**EXTRACT TO READ:**
····················
Perth - History
ParkYank on Thursday, March 3, 2011
The city of Perth in Western Australia was named by Captain James Stirling in 1829 after Perth, Scotland, in honor of the birthplace and parliamentary seat in the British House of Commons of Sir George
Murray, Secretary of State for War and the Colonies.
The first inhabitants of Australia arrived from the north approximately 40,000 to 60,000 years ago and eventually spread across the whole landmass. These Indigenous Australians were well established in the area around Perth by the time European ships started accidentally arriving en-route to Batavia (now Jakarta) in the early seventeenth century.
Before the establishment of the Swan River Colony, the indigenous Noongar people occupied the southwest corner of Western Australia, hunting and gathering. The lakes on the coastal plain were particularly important to the Aboriginal people, providing them with both spiritual and physical sustenance.
The area in which Perth now stands was called Boorloo. Boorloo formed part of Mooro, the tribal lands of Yellagonga, whose group was one of several based around the Swan River, known collectively as the Whadjug. The Whadjug was a part of the greater group of 13 or so dialect groupings which formed the south west socio-linguistic block still known today as Noongar (“The People”), or sometimes by the name Bibbulmun.
····················
**THE EXERCISE:**
Rewrite the passage of the Perth history text starting at "The area in" and ending at "the name Bibbulmun.", putting "traditional lands" in place of "tribal lands". The lines that follow play no part in the work here.
····················
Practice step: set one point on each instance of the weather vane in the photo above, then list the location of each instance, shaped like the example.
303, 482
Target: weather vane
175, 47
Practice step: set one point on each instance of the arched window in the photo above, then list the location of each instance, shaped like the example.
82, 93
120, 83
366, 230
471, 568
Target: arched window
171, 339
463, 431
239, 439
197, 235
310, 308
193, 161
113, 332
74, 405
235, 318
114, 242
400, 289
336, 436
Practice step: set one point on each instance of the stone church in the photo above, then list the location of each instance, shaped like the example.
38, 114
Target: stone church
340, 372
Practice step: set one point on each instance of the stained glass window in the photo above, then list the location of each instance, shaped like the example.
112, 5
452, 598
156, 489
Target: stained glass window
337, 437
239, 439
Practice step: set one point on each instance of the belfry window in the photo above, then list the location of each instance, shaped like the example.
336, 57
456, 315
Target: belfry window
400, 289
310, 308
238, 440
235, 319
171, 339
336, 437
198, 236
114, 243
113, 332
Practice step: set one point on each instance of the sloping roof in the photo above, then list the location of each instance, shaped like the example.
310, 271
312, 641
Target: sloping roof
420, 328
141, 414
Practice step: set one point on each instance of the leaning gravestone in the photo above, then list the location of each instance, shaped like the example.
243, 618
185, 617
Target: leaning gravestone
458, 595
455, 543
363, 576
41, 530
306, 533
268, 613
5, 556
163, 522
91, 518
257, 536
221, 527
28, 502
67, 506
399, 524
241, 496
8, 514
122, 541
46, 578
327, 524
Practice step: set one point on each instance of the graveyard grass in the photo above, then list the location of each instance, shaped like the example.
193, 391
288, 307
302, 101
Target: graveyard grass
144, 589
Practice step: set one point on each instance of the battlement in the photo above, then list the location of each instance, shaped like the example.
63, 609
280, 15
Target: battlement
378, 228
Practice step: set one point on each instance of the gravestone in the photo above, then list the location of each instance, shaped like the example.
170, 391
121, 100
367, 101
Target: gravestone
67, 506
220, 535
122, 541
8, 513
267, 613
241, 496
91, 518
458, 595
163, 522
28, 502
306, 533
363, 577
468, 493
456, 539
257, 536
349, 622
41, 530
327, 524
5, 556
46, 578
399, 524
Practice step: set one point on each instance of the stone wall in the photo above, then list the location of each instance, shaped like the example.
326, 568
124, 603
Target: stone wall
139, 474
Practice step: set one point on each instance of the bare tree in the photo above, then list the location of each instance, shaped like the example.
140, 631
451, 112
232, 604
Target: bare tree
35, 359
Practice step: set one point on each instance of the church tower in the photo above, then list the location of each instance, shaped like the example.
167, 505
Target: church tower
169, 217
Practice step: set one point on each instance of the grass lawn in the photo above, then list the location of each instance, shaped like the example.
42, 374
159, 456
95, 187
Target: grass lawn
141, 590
····················
**WORKED SOLUTION:**
The area in which Perth now stands was called Boorloo. Boorloo formed part of Mooro, the traditional lands of Yellagonga, whose group was one of several based around the Swan River, known collectively as the Whadjug. The Whadjug was a part of the greater group of 13 or so dialect groupings which formed the south west socio-linguistic block still known today as Noongar (“The People”), or sometimes by the name Bibbulmun.